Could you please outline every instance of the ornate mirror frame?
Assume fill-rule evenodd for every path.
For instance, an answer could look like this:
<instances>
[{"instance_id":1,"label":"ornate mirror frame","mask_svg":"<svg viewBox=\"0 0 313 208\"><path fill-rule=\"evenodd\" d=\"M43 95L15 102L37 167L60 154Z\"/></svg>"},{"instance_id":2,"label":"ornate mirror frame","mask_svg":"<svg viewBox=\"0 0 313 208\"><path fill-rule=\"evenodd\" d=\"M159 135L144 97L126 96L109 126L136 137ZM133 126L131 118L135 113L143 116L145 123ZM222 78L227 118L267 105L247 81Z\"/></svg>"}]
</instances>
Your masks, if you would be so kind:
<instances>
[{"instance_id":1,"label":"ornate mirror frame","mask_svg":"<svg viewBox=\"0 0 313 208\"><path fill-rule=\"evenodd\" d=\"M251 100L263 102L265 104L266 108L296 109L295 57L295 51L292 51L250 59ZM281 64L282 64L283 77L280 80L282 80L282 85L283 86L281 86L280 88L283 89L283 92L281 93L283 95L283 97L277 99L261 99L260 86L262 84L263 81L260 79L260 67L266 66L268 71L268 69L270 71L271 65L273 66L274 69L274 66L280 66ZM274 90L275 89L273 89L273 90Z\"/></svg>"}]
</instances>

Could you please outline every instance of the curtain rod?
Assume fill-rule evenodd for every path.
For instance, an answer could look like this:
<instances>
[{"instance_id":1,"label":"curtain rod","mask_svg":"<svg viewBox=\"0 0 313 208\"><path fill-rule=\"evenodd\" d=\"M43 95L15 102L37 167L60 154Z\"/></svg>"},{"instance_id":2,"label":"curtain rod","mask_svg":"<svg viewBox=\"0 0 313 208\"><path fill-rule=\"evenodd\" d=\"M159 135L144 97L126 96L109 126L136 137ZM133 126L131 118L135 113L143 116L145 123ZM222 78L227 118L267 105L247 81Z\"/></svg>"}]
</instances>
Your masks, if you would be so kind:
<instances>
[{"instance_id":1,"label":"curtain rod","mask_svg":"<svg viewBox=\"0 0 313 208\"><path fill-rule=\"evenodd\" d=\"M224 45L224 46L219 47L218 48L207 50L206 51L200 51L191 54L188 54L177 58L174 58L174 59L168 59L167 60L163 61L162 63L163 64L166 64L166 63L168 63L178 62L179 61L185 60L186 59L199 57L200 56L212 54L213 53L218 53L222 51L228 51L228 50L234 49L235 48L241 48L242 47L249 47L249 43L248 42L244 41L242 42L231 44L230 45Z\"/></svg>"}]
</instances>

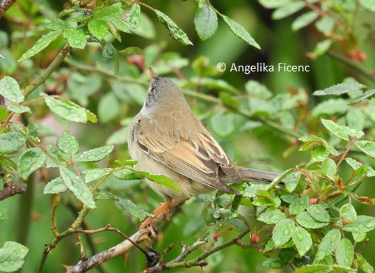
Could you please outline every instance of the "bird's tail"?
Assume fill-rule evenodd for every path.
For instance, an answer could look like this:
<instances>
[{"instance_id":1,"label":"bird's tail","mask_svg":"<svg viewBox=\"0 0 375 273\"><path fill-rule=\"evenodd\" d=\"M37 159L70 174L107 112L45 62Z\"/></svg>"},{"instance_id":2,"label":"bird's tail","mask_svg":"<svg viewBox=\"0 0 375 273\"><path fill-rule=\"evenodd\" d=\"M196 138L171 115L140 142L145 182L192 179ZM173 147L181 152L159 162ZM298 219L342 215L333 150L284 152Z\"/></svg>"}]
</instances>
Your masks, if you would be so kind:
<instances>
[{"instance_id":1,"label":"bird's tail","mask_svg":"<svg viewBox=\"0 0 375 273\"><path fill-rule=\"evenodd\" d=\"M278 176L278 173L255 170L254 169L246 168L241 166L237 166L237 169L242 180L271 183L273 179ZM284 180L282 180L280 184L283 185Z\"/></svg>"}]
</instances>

• • • • • • •

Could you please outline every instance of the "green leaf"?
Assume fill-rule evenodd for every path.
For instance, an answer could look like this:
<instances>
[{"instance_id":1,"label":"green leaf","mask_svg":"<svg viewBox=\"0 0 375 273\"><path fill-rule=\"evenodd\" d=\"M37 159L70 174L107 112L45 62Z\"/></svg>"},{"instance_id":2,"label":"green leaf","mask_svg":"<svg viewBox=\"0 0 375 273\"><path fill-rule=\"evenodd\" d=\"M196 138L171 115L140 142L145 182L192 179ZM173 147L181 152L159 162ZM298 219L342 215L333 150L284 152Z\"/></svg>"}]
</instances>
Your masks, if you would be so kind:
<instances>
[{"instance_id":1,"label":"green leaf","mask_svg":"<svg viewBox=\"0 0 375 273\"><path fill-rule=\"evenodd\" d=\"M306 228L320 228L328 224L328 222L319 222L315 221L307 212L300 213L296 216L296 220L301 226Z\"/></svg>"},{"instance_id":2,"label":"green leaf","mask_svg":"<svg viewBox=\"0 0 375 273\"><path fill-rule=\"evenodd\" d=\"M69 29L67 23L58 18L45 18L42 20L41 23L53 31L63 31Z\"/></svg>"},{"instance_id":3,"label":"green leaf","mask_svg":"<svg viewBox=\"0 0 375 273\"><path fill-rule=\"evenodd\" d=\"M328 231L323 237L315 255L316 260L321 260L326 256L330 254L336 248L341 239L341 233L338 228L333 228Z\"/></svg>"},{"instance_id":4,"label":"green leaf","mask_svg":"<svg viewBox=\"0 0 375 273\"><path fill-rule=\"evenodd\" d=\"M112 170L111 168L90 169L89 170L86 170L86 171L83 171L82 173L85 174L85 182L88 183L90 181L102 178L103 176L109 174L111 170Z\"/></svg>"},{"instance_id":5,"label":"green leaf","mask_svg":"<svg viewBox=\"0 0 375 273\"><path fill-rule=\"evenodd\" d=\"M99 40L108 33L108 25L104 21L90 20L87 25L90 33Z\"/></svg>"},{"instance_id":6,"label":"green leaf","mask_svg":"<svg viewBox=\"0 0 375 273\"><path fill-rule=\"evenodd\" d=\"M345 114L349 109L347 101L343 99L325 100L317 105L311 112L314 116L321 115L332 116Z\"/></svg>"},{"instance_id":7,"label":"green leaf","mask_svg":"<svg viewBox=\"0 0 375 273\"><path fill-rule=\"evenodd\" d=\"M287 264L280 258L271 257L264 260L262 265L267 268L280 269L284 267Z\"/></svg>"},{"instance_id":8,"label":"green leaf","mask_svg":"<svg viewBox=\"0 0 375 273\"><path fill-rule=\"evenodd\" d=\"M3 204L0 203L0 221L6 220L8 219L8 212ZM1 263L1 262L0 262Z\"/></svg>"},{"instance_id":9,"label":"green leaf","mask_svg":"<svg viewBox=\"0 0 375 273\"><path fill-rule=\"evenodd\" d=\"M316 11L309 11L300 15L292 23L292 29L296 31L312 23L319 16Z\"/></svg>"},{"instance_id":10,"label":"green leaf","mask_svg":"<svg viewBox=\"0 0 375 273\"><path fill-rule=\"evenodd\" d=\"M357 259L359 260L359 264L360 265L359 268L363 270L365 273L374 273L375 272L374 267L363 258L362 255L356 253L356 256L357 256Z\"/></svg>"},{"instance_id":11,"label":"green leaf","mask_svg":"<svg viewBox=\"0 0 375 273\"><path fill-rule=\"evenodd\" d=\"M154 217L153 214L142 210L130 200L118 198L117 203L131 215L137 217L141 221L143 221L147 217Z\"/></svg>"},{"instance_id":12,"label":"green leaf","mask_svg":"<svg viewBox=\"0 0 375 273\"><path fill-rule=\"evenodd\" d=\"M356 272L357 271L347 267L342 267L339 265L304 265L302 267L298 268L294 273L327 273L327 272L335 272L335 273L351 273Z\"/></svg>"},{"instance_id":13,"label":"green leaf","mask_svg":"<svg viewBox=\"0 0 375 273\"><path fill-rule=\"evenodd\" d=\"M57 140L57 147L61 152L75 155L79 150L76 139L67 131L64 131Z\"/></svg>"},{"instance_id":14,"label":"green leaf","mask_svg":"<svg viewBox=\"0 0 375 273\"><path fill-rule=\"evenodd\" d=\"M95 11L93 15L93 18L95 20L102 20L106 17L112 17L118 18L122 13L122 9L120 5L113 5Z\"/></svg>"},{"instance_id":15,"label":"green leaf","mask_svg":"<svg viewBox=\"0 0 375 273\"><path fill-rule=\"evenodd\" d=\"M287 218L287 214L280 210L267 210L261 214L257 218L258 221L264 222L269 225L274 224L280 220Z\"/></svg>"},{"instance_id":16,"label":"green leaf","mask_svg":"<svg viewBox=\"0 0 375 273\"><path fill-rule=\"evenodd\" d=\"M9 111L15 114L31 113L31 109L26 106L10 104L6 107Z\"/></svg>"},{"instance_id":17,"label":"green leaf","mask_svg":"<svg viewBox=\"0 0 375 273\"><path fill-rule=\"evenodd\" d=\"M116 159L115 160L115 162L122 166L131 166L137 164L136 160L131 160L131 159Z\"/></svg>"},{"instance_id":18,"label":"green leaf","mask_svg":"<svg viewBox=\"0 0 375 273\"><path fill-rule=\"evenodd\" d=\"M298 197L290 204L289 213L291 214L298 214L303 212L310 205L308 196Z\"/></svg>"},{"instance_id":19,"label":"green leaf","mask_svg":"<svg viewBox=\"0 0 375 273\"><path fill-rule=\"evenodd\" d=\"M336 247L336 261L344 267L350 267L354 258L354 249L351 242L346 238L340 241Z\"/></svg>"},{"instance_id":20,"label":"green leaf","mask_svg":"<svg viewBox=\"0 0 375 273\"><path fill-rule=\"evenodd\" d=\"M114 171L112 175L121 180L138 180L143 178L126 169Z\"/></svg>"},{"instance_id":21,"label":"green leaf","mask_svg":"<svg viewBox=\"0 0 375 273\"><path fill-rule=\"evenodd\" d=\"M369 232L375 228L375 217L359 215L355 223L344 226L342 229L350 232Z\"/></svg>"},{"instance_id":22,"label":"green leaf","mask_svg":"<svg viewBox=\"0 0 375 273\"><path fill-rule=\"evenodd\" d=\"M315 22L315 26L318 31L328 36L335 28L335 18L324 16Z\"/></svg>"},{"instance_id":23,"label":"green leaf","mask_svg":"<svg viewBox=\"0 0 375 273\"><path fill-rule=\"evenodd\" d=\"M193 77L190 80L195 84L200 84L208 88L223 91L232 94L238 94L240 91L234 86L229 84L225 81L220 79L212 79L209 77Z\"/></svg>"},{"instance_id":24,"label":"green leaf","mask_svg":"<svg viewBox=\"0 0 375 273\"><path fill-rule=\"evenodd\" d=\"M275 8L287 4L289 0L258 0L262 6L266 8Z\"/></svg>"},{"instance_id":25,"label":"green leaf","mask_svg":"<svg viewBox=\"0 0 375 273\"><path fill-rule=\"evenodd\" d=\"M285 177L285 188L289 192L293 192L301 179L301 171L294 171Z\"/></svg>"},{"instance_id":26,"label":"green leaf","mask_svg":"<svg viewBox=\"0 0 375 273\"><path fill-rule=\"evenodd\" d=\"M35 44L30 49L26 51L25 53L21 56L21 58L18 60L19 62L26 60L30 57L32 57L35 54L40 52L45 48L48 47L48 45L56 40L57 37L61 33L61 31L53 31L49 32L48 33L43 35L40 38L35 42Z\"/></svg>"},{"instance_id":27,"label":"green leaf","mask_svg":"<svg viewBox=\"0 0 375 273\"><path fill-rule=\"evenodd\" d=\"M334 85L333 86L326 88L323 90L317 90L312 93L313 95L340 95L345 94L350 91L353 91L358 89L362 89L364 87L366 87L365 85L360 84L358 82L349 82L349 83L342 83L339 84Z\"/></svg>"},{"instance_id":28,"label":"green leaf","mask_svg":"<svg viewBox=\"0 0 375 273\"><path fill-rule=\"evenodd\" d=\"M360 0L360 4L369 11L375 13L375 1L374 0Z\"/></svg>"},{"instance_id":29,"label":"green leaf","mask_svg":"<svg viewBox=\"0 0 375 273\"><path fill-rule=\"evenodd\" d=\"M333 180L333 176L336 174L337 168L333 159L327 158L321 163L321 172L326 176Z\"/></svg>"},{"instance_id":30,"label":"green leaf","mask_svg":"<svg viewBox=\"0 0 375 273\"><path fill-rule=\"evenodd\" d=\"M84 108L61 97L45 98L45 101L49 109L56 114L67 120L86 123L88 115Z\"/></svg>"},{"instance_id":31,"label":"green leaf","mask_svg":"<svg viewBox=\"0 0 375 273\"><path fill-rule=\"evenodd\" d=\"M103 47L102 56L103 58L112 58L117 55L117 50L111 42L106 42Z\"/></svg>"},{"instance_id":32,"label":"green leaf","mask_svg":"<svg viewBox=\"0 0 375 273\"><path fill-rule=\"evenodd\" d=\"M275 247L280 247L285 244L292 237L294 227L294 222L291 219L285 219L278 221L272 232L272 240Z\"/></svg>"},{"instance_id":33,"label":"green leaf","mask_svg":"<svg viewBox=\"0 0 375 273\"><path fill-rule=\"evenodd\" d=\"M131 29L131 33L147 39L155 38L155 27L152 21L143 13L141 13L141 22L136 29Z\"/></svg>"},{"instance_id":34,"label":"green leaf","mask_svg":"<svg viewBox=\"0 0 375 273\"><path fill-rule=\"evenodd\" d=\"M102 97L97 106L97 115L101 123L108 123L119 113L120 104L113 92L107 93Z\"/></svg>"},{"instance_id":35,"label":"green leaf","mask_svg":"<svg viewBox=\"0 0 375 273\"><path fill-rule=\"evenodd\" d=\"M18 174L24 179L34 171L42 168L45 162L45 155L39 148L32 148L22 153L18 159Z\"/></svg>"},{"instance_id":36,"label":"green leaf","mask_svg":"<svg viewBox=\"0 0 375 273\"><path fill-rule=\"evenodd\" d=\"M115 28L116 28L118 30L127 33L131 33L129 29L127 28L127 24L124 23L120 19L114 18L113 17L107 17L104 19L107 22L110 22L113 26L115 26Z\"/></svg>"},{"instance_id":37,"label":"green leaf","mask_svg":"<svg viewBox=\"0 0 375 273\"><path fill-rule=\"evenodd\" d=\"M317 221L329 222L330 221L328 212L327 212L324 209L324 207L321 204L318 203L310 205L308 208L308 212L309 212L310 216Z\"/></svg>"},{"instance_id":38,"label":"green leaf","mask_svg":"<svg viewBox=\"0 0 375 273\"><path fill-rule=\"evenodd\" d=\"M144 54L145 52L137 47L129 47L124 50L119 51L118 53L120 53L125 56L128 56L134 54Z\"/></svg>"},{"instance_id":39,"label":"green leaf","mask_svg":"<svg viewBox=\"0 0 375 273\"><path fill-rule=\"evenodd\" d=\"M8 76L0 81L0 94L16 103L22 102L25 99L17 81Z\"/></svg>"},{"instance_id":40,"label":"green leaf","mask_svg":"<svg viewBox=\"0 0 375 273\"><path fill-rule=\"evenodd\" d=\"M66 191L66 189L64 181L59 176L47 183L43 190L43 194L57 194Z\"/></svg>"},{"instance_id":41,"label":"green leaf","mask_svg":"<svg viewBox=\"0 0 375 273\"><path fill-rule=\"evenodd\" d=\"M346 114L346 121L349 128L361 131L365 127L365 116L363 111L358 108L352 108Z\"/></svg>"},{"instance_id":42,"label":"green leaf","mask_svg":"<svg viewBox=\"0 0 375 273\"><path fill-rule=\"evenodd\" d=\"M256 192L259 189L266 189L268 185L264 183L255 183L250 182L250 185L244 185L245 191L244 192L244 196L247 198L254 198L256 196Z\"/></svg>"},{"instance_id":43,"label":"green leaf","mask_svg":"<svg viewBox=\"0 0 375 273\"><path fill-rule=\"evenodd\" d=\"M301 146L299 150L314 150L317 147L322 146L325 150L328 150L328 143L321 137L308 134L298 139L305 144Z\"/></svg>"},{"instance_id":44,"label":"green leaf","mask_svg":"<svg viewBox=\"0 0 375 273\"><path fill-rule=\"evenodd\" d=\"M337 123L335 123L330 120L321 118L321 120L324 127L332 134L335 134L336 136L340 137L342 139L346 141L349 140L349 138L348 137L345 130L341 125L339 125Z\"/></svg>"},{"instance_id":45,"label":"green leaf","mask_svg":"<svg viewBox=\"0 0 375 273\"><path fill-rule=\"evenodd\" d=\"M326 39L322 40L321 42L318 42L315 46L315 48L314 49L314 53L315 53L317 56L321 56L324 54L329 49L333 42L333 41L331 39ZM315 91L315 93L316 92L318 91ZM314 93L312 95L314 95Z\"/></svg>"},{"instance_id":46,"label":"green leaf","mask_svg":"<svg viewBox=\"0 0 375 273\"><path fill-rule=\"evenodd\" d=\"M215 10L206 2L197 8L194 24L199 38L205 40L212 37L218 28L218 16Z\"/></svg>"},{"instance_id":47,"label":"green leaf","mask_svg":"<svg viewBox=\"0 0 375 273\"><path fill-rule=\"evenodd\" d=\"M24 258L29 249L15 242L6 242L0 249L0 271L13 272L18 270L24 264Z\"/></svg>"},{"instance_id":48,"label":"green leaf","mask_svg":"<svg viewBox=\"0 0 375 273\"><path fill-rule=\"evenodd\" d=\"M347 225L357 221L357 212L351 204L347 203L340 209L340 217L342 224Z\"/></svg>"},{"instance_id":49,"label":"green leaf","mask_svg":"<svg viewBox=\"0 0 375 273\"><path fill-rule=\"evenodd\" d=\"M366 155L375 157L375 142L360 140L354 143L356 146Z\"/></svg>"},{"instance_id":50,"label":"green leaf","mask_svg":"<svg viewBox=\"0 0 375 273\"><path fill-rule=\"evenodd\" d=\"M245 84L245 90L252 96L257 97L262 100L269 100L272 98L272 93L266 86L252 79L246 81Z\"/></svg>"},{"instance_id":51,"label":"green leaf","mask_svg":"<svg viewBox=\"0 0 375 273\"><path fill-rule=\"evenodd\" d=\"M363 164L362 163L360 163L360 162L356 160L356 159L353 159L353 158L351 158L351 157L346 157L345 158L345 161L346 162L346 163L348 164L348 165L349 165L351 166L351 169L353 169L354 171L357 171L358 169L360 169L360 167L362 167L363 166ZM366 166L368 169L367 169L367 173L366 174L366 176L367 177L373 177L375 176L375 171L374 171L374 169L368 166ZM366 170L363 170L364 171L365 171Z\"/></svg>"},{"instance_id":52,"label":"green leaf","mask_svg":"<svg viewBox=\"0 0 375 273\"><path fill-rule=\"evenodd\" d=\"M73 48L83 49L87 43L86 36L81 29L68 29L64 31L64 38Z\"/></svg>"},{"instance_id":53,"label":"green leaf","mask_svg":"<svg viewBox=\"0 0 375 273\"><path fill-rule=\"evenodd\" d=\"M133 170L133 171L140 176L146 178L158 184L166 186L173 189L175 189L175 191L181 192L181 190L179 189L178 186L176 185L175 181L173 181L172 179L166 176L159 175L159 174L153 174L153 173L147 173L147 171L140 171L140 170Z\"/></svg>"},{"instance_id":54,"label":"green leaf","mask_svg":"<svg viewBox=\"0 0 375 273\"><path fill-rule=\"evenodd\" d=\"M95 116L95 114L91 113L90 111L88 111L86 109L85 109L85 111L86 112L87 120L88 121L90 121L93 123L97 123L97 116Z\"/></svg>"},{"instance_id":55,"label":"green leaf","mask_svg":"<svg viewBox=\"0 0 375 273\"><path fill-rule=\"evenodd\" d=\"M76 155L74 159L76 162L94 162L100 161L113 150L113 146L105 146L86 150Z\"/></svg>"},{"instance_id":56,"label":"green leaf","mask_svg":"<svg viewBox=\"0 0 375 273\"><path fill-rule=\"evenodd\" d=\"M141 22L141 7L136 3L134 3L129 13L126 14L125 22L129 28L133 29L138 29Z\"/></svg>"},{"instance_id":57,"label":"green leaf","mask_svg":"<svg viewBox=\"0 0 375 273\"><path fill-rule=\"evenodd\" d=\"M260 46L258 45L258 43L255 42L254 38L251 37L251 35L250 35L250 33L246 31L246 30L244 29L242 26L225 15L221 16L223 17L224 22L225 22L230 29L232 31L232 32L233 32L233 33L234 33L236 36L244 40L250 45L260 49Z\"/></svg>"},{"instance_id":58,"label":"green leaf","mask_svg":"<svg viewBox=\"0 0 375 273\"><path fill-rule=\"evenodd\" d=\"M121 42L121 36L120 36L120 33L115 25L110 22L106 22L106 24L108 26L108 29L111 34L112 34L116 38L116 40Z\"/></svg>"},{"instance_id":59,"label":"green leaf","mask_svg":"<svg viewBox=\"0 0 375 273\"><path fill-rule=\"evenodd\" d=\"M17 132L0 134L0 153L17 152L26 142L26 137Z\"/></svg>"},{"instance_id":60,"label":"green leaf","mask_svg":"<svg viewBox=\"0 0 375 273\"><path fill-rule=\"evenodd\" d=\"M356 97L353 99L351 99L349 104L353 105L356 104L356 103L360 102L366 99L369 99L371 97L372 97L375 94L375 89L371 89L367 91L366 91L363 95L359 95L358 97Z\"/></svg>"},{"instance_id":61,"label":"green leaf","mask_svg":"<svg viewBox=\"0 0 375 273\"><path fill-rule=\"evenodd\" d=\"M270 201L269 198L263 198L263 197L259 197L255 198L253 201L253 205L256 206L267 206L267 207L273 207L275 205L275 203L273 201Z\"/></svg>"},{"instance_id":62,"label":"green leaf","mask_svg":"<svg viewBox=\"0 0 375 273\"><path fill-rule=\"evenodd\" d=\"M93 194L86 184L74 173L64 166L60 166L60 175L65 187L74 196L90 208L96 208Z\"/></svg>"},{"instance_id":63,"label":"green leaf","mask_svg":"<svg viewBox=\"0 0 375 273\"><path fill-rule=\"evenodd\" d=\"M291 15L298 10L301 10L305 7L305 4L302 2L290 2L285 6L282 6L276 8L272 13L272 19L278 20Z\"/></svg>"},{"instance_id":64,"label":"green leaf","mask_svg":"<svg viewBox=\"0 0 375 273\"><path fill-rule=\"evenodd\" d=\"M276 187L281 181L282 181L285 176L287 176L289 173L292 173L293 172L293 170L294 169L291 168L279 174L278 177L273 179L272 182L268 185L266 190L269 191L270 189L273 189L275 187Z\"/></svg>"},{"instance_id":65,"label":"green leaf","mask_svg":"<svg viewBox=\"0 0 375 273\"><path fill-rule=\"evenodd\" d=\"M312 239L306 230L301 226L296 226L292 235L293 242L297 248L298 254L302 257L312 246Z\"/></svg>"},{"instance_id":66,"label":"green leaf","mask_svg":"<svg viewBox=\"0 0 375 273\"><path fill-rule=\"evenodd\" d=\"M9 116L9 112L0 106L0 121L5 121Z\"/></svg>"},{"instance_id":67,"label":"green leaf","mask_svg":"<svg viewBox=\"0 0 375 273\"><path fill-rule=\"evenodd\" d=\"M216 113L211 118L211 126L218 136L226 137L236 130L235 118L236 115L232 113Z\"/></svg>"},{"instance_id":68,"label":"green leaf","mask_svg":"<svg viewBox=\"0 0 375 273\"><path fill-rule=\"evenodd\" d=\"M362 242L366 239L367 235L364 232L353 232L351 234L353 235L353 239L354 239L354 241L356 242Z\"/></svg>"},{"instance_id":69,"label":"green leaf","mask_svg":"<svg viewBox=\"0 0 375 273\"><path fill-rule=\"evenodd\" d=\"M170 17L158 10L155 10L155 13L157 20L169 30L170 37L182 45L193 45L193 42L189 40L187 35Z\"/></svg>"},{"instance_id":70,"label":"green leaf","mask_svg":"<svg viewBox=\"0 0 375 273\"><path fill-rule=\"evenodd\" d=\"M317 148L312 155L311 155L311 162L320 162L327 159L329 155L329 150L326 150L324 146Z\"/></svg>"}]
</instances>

• • • • • • •

Short exercise
Return every line from the rows above that contains the word "please".

Output of the task
Could you please outline every instance of the ornate mirror frame?
Could you please outline every instance of the curtain rod?
Could you please outline every instance of the "bird's tail"?
Could you please outline every instance of the "green leaf"?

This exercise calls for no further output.